• **Задания**:
1. Выведите без изменений участок отрывка от слов «Ныне, в кромешные» до слов «священных слова свобод?» включительно.
2. Ответьте на вопросы по отрывку, каждый ответ пометьте той же буквой, что и вопрос.
(a) С чьим делом в первой строке отрывка сравнивается дело французов?
(b) Кто, согласно отрывку, учил немецкого питомца?
(c) Что, по отрывку, произойдёт со всяким, кто потом захочет жить, как прежде?

• **Отрывок**:
————————
Ныне, в кромешные дни, как когда-то и Лютера дело, Дело французов теснит просвещенье покойное наше.
Или, чтобы выцепить ещё кое-что антидемократическое:
Добрые люди, какой же доход
От этих священных слова свобод?
На мнение общества можно плевать —
Вот вроде и вся от того благодать.
Вот чему учили своего немецкого питомца Гёте, Шопенгауэр, Ницше. И теперь ему, ломая себя, выступить в этой войне против Германии, разделить мнение мирового демократического общества, отмеченное всеми признаками легковесности, невежества, сентиментальности и низости?.. Тем не менее повторяю: всякий, кто потом захочет жить, как прежде, переживёт самого себя. Что же означает этот долгий разговор с собой, эта писанина, как не взгляд вспять на того, кем я долгое время был по праву и с чистой совестью и кем, не чувствуя себя старым, очевидно, больше быть не смогу? Нет, едва ли я, будто последний недоумок, не имею представления о значении минуты, поскольку мне даже известно, что тот, кому не удастся заключить с новым временем хоть плохонький мир, постареет и повчерашнеет навсегда.
————————
• **Состав данных**:

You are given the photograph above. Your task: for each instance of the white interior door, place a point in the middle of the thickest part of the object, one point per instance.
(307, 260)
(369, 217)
————————
• **Ответы**:
1.
Ныне, в кромешные дни, как когда-то и Лютера дело, Дело французов теснит просвещенье покойное наше.
Или, чтобы выцепить ещё кое-что антидемократическое:
Добрые люди, какой же доход
От этих священных слова свобод?

2.
(a) С делом Лютера.
(b) Гёте, Шопенгауэр и Ницше.
(c) Он переживёт самого себя.